==== DATA SUPPLIED
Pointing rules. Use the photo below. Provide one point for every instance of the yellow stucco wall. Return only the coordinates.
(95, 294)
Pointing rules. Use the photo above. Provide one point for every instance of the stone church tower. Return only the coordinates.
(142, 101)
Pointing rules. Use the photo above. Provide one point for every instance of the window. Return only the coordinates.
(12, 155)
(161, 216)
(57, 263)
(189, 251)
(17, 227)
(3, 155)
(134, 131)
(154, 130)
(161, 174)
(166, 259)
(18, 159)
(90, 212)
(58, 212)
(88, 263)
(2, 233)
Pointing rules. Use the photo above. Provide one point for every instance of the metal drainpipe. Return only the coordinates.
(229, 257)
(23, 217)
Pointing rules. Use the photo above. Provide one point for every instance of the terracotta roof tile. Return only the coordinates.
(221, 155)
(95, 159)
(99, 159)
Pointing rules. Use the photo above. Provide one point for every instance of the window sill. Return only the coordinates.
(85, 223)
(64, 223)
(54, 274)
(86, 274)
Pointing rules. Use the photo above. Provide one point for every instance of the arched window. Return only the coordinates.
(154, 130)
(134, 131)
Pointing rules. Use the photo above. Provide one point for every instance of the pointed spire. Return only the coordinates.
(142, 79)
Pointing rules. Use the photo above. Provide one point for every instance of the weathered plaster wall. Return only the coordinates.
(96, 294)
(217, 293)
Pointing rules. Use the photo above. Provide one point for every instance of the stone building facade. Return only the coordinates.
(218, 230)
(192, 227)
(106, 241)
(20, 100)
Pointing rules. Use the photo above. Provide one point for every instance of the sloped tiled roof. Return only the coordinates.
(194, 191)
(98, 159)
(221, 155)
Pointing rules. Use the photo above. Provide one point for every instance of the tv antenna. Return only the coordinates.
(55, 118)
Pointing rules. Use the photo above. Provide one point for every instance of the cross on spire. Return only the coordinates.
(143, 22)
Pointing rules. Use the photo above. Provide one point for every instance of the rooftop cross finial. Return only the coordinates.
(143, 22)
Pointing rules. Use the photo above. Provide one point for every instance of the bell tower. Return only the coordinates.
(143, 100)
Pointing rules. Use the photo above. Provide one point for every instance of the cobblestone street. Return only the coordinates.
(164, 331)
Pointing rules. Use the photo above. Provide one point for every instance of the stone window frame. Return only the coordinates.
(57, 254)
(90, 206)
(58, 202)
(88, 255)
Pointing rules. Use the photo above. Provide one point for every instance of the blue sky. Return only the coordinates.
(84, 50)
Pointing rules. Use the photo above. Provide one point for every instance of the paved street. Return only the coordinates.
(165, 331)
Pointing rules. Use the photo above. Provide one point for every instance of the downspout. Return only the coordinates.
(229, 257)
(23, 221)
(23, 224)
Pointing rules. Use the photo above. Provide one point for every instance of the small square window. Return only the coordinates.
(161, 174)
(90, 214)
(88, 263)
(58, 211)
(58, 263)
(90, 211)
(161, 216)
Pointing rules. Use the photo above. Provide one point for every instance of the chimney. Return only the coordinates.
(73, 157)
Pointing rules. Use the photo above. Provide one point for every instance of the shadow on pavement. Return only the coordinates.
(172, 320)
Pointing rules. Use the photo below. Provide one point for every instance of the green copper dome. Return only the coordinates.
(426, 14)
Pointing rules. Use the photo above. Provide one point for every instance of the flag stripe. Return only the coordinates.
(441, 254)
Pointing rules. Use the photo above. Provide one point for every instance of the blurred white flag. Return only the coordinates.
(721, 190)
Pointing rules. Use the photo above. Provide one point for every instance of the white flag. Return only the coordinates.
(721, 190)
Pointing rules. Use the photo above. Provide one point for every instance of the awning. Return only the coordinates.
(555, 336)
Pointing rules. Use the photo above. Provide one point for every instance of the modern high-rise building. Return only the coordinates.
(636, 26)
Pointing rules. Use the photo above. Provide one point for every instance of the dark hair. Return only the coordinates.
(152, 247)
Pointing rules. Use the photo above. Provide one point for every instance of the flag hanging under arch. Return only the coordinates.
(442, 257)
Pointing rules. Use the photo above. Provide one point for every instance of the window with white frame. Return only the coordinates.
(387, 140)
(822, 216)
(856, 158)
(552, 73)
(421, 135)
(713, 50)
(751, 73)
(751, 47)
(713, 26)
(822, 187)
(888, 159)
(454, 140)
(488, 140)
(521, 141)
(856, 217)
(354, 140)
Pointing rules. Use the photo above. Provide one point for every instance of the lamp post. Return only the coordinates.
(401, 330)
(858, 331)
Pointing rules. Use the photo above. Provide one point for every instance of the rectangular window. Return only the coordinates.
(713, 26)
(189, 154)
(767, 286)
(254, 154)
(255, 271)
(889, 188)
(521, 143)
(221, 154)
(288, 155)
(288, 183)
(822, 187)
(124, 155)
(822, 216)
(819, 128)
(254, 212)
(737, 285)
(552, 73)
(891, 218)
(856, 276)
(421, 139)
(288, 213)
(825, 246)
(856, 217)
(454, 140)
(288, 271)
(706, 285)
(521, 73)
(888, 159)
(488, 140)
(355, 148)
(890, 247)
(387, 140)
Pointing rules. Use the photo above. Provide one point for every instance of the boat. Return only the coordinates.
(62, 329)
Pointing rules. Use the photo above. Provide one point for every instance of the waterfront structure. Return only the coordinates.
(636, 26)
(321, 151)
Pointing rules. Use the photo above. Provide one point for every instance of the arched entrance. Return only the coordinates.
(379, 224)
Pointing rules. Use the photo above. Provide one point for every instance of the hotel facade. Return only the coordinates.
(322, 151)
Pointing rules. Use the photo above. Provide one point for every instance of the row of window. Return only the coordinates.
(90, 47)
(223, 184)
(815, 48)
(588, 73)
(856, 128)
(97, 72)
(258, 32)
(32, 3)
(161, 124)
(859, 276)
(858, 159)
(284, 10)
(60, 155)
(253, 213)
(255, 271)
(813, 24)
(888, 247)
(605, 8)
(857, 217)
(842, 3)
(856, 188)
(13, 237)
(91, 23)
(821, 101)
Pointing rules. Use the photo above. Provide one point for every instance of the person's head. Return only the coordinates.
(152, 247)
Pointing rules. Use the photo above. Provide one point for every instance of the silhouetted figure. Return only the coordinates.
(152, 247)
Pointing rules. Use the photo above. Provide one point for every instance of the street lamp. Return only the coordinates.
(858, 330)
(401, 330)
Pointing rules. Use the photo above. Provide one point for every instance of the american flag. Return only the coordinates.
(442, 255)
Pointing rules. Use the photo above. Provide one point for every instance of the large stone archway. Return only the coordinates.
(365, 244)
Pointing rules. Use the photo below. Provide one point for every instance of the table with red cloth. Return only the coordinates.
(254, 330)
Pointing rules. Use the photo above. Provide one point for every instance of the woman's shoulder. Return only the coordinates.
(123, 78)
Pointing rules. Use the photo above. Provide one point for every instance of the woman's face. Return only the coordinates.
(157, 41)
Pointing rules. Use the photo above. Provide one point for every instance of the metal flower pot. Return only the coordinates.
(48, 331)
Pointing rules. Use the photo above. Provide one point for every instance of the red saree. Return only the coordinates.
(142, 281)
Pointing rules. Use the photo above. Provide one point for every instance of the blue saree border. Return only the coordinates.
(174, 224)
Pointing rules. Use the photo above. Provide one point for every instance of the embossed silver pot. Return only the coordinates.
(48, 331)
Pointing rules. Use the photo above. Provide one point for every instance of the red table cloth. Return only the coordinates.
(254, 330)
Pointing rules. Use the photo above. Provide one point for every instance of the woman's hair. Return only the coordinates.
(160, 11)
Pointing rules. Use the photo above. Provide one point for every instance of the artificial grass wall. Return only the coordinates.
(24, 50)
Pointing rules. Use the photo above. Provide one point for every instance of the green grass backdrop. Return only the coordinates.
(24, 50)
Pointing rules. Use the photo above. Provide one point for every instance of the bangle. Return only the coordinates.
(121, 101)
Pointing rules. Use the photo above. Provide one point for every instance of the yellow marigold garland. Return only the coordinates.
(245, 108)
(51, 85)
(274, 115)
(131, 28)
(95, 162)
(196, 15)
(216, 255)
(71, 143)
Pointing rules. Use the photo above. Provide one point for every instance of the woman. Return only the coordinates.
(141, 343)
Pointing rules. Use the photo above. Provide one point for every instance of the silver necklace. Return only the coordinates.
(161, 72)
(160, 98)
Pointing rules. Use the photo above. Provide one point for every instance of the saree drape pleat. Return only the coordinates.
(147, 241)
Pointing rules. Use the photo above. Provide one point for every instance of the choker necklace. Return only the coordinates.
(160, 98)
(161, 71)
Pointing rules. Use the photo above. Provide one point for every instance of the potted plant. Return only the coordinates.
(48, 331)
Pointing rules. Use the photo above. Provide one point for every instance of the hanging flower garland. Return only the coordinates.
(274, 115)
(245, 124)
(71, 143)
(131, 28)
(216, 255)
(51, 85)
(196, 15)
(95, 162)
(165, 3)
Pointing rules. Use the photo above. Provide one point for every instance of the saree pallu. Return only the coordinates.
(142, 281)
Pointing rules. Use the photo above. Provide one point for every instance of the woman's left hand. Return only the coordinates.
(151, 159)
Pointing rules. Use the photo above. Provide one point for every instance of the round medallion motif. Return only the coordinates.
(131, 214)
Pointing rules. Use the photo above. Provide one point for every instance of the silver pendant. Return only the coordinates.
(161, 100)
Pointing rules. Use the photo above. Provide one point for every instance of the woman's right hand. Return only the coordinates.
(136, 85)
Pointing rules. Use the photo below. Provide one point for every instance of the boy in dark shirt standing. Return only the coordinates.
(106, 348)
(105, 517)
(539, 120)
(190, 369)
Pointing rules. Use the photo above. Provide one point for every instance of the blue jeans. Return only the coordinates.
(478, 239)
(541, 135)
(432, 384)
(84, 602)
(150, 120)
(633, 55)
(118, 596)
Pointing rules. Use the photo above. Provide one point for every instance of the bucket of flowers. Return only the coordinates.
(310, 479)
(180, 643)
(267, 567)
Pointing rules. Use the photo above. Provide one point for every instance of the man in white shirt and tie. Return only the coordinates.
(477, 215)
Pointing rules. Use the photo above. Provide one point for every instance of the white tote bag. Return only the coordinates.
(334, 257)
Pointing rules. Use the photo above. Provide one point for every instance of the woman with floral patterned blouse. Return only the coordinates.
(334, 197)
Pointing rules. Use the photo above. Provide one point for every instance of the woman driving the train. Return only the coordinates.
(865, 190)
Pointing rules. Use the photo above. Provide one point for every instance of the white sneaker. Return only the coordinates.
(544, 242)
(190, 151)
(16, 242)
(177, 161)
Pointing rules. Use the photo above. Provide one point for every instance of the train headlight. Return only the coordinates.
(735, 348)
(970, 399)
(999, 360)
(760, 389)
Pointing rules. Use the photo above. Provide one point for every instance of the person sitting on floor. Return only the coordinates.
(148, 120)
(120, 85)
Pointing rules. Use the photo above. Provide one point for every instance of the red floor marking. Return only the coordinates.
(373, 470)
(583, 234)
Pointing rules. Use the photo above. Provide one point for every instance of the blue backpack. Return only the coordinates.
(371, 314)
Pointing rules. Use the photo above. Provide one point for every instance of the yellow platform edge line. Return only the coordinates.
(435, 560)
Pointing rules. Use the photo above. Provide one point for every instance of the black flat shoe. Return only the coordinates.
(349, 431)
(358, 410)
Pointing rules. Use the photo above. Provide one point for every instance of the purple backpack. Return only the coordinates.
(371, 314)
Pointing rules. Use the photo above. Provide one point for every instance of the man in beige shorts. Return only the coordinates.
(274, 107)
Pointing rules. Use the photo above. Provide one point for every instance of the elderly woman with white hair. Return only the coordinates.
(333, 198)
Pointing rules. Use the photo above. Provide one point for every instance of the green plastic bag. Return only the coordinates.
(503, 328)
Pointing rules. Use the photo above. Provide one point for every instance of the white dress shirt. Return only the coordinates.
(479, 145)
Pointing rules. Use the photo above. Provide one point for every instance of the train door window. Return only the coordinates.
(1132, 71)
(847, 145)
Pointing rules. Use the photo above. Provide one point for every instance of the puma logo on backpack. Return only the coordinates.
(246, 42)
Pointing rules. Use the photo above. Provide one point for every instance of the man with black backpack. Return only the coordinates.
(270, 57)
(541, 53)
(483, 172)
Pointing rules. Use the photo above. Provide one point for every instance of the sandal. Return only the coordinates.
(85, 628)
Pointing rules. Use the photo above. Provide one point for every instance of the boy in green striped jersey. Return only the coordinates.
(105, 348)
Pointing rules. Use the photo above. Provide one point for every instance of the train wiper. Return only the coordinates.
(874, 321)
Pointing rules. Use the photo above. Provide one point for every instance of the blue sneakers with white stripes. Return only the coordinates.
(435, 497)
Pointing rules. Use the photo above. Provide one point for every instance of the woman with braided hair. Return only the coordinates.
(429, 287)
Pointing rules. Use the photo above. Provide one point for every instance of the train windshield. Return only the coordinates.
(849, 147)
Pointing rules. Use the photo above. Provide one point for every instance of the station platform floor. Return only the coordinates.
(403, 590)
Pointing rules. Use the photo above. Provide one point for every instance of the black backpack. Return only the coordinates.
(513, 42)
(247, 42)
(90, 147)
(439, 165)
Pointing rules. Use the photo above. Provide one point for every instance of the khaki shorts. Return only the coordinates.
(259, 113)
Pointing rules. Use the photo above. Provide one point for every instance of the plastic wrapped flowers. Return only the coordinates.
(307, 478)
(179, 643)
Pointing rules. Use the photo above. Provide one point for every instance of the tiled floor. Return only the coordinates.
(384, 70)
========
• [WHAT TO DO]
Write out the lines above, starting at the line that contains "windshield. Return only the coordinates." and ending with the final line, and nothing else; copy them exactly.

• [ANSWER BELOW]
Pointing rules. Use the photo above. Provide one point for every instance of the train windshield. Return only the coordinates.
(849, 147)
Pointing rules. Use the photo above. Provide one point for every instance of the station platform floor. Return only the coordinates.
(403, 590)
Pointing rules. Use the photo above. Provide one point for every instance of the black backpack. Return only the coordinates.
(513, 42)
(247, 42)
(90, 147)
(439, 165)
Pointing rules. Use the photo above. Provide one point for every instance of the khaki shorts. Return only the coordinates.
(259, 113)
Pointing rules. Use the photo above. Provide one point for every instance of the plastic wrapped flowers. Return only the coordinates.
(307, 478)
(179, 643)
Pointing rules. Use the photo above. Provide one point for every instance of the tiled floor. Return only the coordinates.
(384, 70)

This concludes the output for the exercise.